**** MATERIAL FOR THE TASK

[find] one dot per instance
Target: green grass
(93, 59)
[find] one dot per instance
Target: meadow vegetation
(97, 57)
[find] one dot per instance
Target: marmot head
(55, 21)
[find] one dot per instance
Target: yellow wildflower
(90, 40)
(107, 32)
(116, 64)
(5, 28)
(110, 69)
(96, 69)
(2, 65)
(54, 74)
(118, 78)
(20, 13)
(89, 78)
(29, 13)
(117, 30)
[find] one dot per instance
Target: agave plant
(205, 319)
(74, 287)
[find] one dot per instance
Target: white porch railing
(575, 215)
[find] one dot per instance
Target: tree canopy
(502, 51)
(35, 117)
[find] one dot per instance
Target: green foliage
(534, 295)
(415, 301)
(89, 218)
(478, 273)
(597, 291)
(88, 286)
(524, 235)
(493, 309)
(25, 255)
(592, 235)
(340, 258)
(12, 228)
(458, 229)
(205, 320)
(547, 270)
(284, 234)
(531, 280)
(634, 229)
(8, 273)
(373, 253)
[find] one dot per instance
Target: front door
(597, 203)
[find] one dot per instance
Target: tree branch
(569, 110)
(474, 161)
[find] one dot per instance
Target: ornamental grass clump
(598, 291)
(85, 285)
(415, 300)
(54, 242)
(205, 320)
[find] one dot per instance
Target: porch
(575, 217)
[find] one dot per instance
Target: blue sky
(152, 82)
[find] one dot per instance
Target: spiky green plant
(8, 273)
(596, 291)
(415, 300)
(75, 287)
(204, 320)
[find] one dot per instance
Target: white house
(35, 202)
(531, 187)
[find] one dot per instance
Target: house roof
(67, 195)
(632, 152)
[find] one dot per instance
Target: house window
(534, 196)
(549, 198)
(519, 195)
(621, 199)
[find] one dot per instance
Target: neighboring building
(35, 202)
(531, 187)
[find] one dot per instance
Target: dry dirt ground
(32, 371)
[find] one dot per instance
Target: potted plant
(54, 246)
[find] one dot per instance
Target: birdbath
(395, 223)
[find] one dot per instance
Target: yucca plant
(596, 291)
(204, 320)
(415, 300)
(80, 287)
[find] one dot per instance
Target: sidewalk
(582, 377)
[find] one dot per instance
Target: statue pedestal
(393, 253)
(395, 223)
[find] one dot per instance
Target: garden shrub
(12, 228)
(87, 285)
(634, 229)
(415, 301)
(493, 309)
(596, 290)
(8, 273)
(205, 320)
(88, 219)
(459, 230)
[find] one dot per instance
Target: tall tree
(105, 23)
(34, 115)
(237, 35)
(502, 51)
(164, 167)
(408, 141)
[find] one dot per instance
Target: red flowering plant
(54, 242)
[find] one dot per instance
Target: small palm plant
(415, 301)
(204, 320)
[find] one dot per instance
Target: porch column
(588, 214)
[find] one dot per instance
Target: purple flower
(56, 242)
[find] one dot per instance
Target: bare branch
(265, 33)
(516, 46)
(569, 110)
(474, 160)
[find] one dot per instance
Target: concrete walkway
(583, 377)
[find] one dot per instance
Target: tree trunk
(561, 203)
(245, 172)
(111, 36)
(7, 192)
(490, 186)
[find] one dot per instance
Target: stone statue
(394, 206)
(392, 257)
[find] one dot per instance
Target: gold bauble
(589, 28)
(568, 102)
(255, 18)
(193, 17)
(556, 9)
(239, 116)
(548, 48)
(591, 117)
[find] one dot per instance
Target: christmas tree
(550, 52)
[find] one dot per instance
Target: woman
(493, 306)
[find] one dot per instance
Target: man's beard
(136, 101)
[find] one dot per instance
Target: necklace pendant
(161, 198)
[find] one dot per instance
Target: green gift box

********

AIM OF THE EXERCISE: When you answer, output all of the material exactly as it appears above.

TASK RESULT:
[find] one dot per instance
Target: green grass
(93, 59)
[find] one dot per instance
Target: meadow vegetation
(97, 57)
[find] one dot per instance
Target: marmot head
(55, 21)
[find] one dot per instance
Target: yellow wildflower
(90, 40)
(107, 32)
(116, 64)
(5, 28)
(110, 69)
(96, 69)
(2, 65)
(54, 74)
(118, 78)
(20, 13)
(89, 78)
(29, 13)
(117, 30)
[find] one dot per instance
Target: agave plant
(205, 319)
(74, 287)
[find] one dot per instance
Target: white porch railing
(575, 215)
[find] one dot per instance
Target: tree canopy
(502, 51)
(35, 117)
[find] one dot per instance
Target: green foliage
(534, 295)
(415, 301)
(89, 218)
(478, 273)
(597, 291)
(88, 286)
(524, 235)
(493, 309)
(25, 255)
(592, 235)
(340, 258)
(12, 228)
(458, 229)
(205, 320)
(547, 270)
(284, 234)
(531, 280)
(634, 229)
(8, 273)
(373, 253)
[find] one dot per instance
Target: front door
(597, 203)
[find] one dot per instance
Target: tree branch
(569, 110)
(474, 161)
[find] one dot per instance
Target: ornamental grass clump
(598, 291)
(85, 285)
(415, 300)
(54, 242)
(205, 320)
[find] one dot per instance
Target: porch
(575, 217)
[find] one dot per instance
Target: blue sky
(152, 82)
[find] one dot per instance
Target: spiky green plant
(8, 273)
(596, 291)
(415, 300)
(75, 287)
(204, 320)
[find] one dot per instance
Target: white house
(35, 202)
(531, 187)
[find] one dot per instance
Target: house roof
(67, 195)
(632, 152)
[find] one dot per instance
Target: house window
(534, 196)
(549, 198)
(519, 195)
(621, 199)
[find] one dot per instance
Target: neighboring building
(35, 202)
(531, 187)
[find] one dot per instance
Target: dry dirt ground
(32, 371)
[find] one dot per instance
Target: potted plant
(54, 246)
[find] one dot per instance
Target: birdbath
(395, 223)
[find] one dot per instance
Target: yucca plant
(596, 291)
(204, 320)
(415, 300)
(80, 287)
[find] one dot per instance
Target: sidewalk
(582, 377)
[find] one dot per instance
Target: statue pedestal
(393, 253)
(395, 223)
[find] one dot per instance
Target: garden shrub
(12, 228)
(87, 285)
(634, 229)
(415, 301)
(493, 309)
(596, 290)
(8, 273)
(205, 320)
(88, 219)
(459, 230)
[find] one dot per instance
Target: tall tree
(105, 23)
(34, 115)
(237, 35)
(502, 51)
(164, 167)
(408, 141)
[find] one dot per instance
Target: red flowering plant
(54, 242)
[find] one dot per instance
Target: small palm plant
(415, 301)
(204, 320)
[find] one dot per instance
Target: porch column
(588, 214)
[find] one dot per instance
Target: purple flower
(56, 242)
[find] one dot per instance
Target: bare branch
(265, 33)
(516, 46)
(569, 110)
(474, 160)
[find] one dot per instance
Target: concrete walkway
(583, 377)
[find] one dot per instance
Target: tree trunk
(561, 203)
(245, 172)
(111, 36)
(7, 192)
(490, 186)
[find] one dot per instance
Target: stone statue
(394, 206)
(392, 257)
[find] one dot per instance
Target: gold bauble
(589, 28)
(568, 102)
(255, 18)
(193, 17)
(556, 9)
(239, 116)
(548, 48)
(591, 117)
[find] one dot per instance
Target: christmas tree
(550, 52)
[find] one dot per instance
Target: woman
(493, 306)
[find] one dot per instance
Target: man's beard
(136, 101)
[find] one dot per instance
Target: necklace pendant
(161, 198)
[find] one dot per instance
Target: green gift box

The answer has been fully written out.